ENREGISTREMENTS —
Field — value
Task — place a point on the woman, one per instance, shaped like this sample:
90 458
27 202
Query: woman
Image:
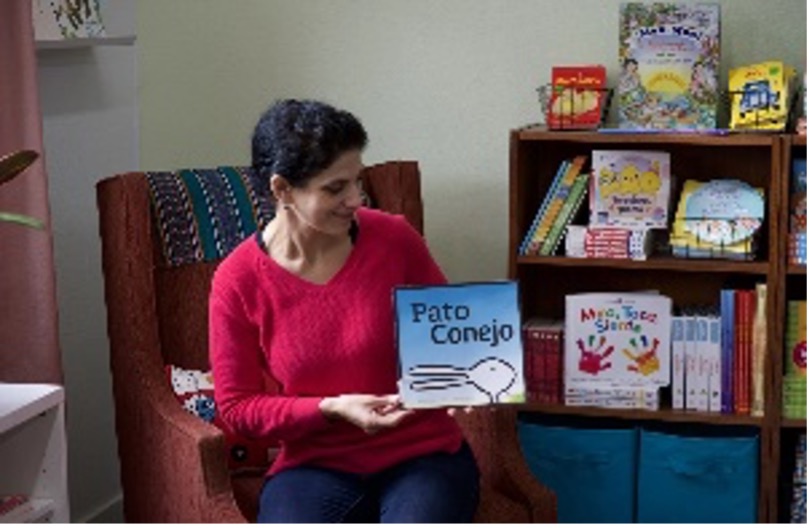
308 301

CONSIGNE — Extrayez à l'identique toutes les lignes des enregistrements ci-dessus, en laissant de côté les images.

RÉPONSE ATTENDUE —
Field — value
Task — place a point on the woman, one per instance, shaped like this sample:
90 458
27 202
Query: woman
Image:
308 301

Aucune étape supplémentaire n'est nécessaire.